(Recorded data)
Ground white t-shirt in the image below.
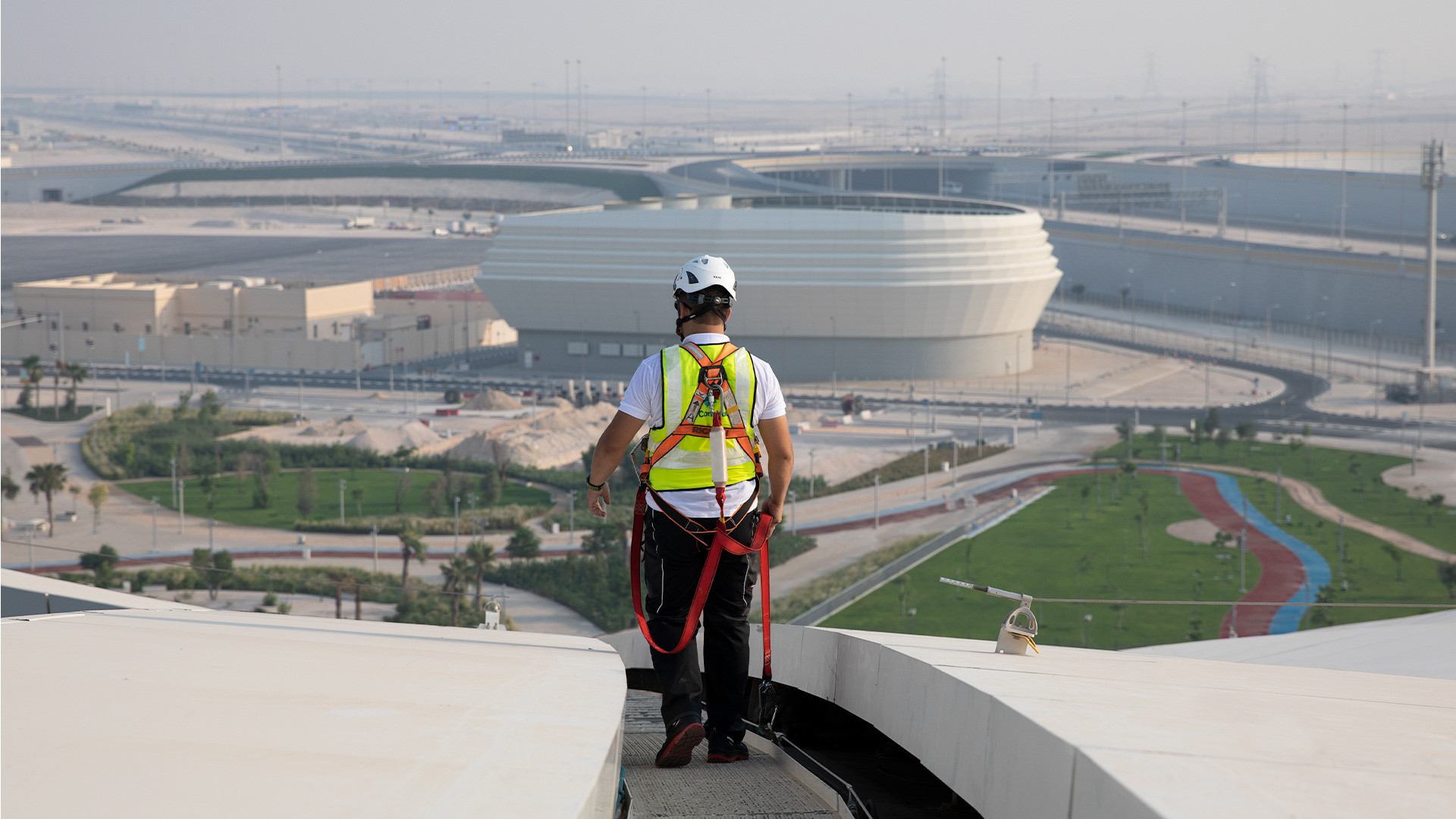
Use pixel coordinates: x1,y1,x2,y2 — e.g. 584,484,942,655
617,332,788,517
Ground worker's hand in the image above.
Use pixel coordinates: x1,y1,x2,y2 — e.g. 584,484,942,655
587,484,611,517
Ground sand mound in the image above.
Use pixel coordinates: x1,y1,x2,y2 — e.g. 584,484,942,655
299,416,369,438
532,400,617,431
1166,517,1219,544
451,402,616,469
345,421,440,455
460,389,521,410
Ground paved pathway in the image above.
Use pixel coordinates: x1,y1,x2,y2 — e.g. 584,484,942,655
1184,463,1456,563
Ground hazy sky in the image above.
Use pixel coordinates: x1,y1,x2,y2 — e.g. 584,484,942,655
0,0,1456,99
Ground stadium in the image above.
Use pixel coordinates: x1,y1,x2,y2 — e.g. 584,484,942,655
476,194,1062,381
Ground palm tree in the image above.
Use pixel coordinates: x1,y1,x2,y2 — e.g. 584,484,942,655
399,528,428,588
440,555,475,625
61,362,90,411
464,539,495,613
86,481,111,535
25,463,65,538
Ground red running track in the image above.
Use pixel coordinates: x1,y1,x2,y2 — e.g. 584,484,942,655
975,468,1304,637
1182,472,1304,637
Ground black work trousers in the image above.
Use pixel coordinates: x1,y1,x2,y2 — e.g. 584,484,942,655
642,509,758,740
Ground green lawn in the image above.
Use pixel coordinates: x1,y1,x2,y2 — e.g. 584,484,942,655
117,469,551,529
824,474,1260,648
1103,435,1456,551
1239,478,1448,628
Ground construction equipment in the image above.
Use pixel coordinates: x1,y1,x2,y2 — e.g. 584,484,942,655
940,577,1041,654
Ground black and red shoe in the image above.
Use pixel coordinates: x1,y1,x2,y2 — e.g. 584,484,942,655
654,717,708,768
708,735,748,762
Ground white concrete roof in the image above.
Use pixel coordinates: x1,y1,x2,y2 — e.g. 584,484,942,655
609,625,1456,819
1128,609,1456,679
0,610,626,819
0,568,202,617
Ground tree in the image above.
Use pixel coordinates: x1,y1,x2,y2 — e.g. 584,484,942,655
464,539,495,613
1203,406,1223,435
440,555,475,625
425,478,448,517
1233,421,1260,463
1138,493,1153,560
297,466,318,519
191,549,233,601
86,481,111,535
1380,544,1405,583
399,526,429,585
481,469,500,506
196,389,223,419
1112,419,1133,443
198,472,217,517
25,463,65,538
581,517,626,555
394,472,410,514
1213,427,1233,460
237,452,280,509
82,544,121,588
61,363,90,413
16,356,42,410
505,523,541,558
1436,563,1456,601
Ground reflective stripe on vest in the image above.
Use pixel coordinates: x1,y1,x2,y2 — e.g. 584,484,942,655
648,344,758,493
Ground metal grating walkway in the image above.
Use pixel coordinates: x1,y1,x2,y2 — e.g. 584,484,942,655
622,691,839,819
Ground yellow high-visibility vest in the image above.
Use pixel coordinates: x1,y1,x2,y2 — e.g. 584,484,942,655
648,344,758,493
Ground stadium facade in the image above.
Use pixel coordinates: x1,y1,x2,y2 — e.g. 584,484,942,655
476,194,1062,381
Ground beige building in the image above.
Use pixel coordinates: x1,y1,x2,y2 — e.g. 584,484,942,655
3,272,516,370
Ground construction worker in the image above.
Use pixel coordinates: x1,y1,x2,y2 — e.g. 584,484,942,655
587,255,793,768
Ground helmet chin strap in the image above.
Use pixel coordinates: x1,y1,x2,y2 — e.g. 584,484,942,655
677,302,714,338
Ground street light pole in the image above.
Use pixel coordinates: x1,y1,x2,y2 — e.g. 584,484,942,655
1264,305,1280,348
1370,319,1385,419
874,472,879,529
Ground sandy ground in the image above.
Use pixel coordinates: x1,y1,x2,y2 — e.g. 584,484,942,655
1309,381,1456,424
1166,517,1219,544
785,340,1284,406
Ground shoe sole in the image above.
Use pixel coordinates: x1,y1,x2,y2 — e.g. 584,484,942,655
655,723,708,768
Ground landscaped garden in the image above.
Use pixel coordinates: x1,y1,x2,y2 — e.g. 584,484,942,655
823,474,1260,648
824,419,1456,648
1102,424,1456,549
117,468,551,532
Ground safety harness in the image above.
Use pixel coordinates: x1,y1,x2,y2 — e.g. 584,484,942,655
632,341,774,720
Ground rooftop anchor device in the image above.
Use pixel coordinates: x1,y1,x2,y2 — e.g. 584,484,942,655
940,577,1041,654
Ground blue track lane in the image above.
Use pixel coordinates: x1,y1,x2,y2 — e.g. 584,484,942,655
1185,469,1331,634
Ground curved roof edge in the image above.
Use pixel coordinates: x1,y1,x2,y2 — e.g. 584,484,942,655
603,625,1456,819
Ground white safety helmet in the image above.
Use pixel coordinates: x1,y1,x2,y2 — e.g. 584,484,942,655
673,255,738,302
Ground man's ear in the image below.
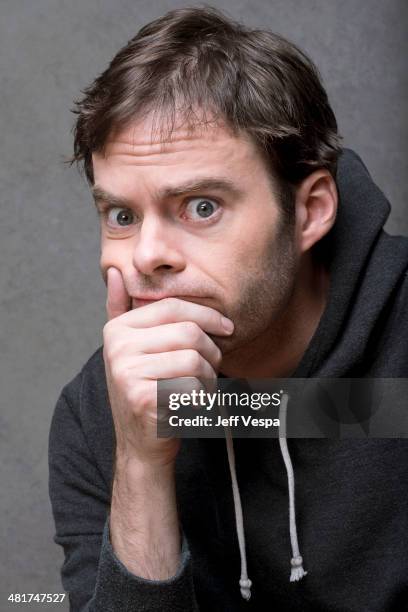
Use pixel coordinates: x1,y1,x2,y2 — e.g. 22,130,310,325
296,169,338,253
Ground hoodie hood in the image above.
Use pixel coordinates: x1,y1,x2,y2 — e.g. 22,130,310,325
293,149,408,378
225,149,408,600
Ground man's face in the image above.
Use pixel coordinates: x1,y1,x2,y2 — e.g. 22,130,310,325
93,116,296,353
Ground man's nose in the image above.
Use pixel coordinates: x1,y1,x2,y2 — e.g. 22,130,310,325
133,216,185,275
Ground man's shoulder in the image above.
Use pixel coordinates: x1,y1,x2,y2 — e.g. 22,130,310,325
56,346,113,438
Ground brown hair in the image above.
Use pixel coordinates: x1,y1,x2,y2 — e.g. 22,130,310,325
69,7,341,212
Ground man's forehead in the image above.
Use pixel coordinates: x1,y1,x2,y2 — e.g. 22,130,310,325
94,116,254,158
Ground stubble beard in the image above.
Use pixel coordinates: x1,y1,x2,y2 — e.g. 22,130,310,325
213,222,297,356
* * *
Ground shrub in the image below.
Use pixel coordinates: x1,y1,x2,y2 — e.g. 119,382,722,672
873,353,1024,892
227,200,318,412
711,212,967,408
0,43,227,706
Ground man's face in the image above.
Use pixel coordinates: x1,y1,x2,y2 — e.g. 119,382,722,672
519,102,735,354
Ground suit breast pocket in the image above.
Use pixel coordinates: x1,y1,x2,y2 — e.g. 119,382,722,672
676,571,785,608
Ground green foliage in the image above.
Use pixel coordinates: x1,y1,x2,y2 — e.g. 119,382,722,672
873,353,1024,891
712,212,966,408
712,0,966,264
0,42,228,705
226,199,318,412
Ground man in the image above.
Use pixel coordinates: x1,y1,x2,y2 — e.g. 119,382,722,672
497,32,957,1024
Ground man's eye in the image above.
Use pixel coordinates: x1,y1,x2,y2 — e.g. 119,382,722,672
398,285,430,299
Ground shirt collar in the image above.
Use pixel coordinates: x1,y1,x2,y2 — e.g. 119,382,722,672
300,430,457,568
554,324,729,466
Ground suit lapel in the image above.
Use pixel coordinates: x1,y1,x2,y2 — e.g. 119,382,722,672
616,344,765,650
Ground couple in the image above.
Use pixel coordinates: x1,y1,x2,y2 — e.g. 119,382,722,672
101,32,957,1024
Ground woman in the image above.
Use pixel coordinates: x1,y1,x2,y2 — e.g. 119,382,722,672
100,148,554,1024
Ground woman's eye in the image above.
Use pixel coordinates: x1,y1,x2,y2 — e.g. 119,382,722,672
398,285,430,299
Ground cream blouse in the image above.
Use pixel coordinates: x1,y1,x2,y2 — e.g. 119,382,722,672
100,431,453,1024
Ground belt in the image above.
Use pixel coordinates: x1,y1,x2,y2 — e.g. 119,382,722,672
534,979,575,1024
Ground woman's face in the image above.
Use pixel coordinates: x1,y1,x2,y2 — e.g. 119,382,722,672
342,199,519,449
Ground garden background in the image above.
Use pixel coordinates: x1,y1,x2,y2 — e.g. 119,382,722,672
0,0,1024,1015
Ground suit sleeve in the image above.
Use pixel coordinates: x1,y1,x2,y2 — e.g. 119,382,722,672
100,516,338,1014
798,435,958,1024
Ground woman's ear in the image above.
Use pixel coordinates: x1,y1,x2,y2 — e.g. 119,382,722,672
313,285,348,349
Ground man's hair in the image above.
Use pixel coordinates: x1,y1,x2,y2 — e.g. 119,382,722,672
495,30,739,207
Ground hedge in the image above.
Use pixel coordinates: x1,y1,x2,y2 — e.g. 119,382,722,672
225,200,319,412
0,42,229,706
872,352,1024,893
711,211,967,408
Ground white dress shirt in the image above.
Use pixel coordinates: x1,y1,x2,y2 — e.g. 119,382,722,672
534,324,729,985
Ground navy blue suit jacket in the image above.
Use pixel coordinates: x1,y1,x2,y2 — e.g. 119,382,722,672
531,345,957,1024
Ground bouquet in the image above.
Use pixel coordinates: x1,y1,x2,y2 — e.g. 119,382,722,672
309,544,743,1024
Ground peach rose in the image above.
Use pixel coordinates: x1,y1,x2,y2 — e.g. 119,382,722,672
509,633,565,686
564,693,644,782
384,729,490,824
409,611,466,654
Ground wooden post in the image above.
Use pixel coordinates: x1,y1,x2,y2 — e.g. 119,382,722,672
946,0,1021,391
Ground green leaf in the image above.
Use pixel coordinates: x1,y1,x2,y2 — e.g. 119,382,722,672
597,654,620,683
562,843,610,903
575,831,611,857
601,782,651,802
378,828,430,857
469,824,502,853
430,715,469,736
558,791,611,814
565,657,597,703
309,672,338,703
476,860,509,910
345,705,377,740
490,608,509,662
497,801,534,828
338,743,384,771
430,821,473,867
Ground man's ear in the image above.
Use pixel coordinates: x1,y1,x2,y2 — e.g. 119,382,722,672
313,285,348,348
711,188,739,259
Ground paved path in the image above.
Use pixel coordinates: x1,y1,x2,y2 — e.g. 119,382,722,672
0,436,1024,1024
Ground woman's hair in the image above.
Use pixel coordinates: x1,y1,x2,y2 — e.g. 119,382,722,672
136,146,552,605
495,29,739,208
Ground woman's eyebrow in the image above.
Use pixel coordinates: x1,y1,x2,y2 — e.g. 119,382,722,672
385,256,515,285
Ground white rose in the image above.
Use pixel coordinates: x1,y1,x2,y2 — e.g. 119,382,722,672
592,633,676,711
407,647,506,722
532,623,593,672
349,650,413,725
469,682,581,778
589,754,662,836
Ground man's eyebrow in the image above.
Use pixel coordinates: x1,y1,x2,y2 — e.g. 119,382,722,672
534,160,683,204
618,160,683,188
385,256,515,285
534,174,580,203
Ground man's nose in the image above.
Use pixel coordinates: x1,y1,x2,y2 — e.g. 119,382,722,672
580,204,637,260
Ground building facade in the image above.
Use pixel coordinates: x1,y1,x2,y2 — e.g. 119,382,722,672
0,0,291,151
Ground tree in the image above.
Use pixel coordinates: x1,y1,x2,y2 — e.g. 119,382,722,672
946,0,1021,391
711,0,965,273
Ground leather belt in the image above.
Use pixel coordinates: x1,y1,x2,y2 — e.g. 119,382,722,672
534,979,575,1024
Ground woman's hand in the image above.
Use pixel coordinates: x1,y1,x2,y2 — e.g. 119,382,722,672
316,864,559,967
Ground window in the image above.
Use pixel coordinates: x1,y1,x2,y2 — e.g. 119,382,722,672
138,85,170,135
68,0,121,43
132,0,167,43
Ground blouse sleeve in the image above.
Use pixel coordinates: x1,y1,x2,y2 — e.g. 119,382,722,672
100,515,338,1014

→ Set task
Arrange as a numbered list the lines starting with the one that contains "Ground curved roof edge in the image above." and going on through the one that contains "93,116,296,353", both included. Omit blank lines and leave the pictures out.

→ Solution for this task
1. Ground curved roof edge in the image above.
2. Use pixel coordinates: x1,y1,x2,y2 — e.g. 584,484,942,655
3. 603,625,1456,819
4. Ground white safety helmet in the image above.
5. Use pixel coordinates: x1,y1,x2,y2 — e.g. 584,484,942,655
6. 673,255,738,302
7. Ground man's ear in the image below.
8. Use pixel coordinates: x1,y1,x2,y2 — e.g. 22,130,310,325
9. 296,169,338,253
10. Ground hoodie hood in the image above.
11. Use pixel coordinates: x1,y1,x2,y2 — e.g. 22,130,310,325
12. 293,149,408,378
13. 225,149,408,600
14. Ground man's face in the image above.
15. Use pixel coordinates: x1,y1,x2,y2 — e.g. 22,130,310,325
16. 93,116,296,353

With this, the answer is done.